- ASSIGNED TASK
Return the data exactly, but only from the line containing "Target: tapestry wall hanging" through its last line.

- MATERIAL FOR THE TASK
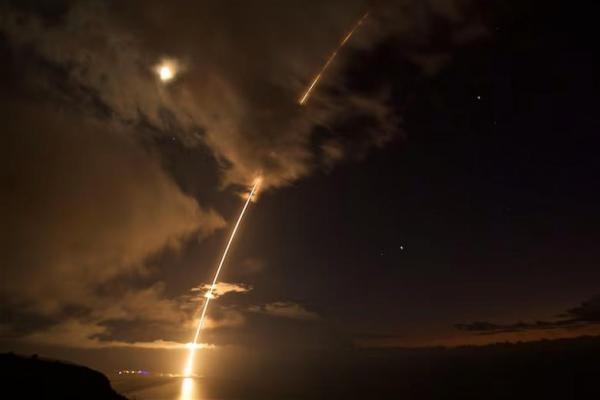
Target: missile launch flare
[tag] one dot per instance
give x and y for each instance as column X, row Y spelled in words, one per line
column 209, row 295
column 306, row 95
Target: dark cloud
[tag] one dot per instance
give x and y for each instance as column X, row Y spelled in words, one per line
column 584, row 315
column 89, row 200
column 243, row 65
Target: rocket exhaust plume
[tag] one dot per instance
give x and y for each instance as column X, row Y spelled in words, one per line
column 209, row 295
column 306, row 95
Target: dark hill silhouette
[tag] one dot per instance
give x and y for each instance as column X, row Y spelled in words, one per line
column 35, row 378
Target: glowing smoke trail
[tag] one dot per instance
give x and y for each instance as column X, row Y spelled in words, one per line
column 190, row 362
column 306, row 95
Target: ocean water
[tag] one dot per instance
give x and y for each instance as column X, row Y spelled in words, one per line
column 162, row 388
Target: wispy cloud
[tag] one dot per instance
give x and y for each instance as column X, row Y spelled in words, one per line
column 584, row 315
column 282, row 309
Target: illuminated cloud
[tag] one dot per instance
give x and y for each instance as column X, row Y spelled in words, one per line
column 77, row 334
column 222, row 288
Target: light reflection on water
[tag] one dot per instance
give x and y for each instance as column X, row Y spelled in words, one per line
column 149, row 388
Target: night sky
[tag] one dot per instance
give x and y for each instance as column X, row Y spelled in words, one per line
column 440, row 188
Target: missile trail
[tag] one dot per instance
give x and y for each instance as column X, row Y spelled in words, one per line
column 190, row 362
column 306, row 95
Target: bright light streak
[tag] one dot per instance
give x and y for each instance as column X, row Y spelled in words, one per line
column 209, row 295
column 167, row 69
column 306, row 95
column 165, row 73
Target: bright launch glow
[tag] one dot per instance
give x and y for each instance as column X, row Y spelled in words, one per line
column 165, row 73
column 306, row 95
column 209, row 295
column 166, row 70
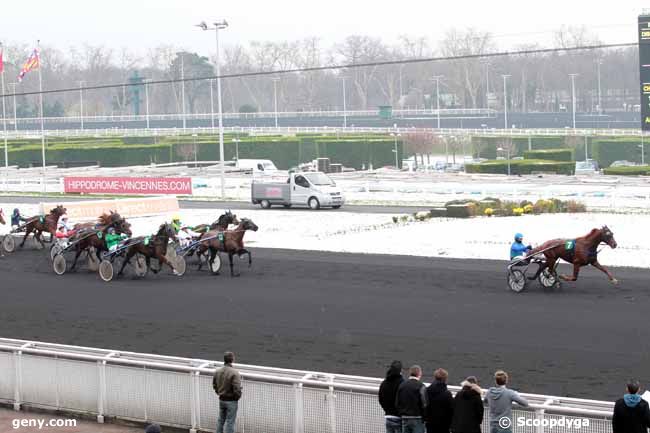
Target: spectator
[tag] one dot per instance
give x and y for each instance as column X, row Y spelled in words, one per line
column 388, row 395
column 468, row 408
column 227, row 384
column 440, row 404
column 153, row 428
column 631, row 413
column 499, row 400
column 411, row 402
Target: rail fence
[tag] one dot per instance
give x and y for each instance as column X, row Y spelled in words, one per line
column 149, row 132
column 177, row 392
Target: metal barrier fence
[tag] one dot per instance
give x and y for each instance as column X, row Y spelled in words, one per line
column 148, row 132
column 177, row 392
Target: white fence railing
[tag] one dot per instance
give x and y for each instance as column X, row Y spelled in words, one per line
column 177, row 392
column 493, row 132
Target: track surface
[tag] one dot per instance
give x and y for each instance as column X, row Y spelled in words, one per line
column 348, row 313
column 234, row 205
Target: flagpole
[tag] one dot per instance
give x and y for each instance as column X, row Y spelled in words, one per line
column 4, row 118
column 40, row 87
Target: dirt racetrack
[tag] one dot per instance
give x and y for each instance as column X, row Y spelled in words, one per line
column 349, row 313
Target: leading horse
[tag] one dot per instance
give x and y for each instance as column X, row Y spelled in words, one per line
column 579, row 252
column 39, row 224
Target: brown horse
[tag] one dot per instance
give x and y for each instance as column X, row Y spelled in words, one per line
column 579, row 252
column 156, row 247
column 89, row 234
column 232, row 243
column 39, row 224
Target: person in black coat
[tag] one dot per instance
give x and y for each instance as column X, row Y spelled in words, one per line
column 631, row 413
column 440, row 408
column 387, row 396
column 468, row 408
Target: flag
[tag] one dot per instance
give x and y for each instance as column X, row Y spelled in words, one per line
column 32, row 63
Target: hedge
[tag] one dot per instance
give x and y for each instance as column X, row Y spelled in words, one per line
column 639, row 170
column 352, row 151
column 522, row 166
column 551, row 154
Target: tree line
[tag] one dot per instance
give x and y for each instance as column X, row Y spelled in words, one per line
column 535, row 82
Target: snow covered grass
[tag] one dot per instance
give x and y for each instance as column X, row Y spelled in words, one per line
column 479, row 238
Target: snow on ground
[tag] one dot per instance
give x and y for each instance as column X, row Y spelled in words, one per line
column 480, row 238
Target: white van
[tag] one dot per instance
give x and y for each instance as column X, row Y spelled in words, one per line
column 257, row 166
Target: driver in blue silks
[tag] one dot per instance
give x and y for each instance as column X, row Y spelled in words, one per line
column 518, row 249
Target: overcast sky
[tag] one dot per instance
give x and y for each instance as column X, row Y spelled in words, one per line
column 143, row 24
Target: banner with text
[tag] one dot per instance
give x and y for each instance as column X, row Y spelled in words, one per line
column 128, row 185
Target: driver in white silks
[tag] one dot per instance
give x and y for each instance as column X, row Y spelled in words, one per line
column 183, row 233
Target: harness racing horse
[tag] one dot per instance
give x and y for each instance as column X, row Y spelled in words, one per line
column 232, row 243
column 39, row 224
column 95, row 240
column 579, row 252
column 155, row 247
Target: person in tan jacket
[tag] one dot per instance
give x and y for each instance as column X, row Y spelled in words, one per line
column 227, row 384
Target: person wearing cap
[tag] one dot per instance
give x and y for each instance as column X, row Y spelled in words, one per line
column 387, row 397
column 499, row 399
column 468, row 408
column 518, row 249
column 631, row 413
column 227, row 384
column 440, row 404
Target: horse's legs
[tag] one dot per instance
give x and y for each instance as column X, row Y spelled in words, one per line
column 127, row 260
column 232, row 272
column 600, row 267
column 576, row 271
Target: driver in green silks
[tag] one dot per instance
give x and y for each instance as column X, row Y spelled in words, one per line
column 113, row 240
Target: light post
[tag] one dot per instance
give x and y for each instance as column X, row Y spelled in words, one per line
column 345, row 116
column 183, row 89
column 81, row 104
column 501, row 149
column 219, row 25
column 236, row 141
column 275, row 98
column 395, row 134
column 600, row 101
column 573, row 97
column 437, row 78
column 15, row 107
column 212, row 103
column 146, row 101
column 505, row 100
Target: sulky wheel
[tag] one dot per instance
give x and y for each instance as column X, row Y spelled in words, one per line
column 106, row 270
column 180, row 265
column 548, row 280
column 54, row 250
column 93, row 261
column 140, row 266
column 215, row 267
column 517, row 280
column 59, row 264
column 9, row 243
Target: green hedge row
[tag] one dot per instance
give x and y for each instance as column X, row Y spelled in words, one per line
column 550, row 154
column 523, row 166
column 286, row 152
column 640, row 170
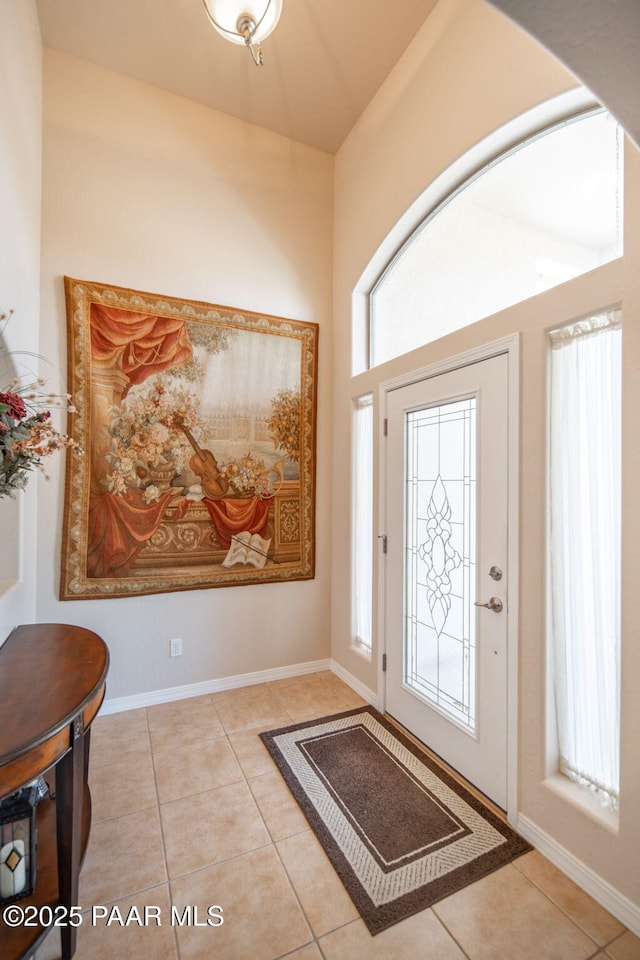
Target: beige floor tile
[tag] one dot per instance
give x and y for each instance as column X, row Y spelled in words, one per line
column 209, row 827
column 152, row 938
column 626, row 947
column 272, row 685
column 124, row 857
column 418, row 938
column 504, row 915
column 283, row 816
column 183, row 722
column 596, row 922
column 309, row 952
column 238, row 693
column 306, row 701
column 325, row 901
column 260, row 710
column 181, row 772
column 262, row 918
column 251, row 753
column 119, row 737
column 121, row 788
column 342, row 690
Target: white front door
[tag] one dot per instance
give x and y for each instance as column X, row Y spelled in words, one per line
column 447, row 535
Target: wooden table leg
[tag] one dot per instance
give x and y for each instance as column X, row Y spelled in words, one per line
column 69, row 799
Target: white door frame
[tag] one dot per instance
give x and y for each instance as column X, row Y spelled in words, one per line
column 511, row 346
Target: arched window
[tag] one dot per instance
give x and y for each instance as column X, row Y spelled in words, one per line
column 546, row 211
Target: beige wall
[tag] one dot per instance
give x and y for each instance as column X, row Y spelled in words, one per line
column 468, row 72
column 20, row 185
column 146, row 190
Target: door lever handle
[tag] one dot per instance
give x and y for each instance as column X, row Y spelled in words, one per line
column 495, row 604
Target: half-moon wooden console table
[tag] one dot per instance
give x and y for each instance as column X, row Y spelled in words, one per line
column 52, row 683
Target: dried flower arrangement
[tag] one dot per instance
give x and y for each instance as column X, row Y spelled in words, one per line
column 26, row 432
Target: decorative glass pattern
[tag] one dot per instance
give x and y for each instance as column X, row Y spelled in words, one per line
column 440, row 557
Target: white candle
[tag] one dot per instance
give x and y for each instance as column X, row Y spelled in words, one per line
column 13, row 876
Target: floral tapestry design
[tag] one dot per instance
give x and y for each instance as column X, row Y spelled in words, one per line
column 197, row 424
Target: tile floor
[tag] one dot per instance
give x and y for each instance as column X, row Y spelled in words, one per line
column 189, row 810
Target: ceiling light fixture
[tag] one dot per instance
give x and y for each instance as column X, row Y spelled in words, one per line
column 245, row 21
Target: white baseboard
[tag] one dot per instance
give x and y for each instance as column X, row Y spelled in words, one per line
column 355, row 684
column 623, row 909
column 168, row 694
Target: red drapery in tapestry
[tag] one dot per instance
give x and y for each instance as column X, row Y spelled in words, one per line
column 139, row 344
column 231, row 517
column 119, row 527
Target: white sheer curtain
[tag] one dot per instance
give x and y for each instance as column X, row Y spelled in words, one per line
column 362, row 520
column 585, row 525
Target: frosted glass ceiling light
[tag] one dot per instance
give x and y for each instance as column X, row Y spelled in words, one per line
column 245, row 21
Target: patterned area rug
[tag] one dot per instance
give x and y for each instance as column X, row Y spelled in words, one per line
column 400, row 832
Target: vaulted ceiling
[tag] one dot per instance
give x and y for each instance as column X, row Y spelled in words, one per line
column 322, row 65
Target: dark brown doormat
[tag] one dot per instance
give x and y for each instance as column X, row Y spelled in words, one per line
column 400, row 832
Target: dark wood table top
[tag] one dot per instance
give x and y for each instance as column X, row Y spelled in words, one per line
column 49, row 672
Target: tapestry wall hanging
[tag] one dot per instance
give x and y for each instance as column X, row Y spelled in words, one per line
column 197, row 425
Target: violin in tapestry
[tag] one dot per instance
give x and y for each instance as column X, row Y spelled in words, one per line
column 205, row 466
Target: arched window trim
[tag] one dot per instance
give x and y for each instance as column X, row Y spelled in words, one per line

- ANSWER
Target: tapestry wall hanging
[tag] one dot per instance
give x and y for each instance as column X, row Y spelled in words, one per line
column 197, row 425
Target: violin in tapestry
[tag] one dot per instance
give x and y for each instance as column X, row Y spelled in words, one per line
column 205, row 466
Target: arched window trim
[tag] one dot per instance
give x and y for each instance as column X, row Y spelled in words, one per line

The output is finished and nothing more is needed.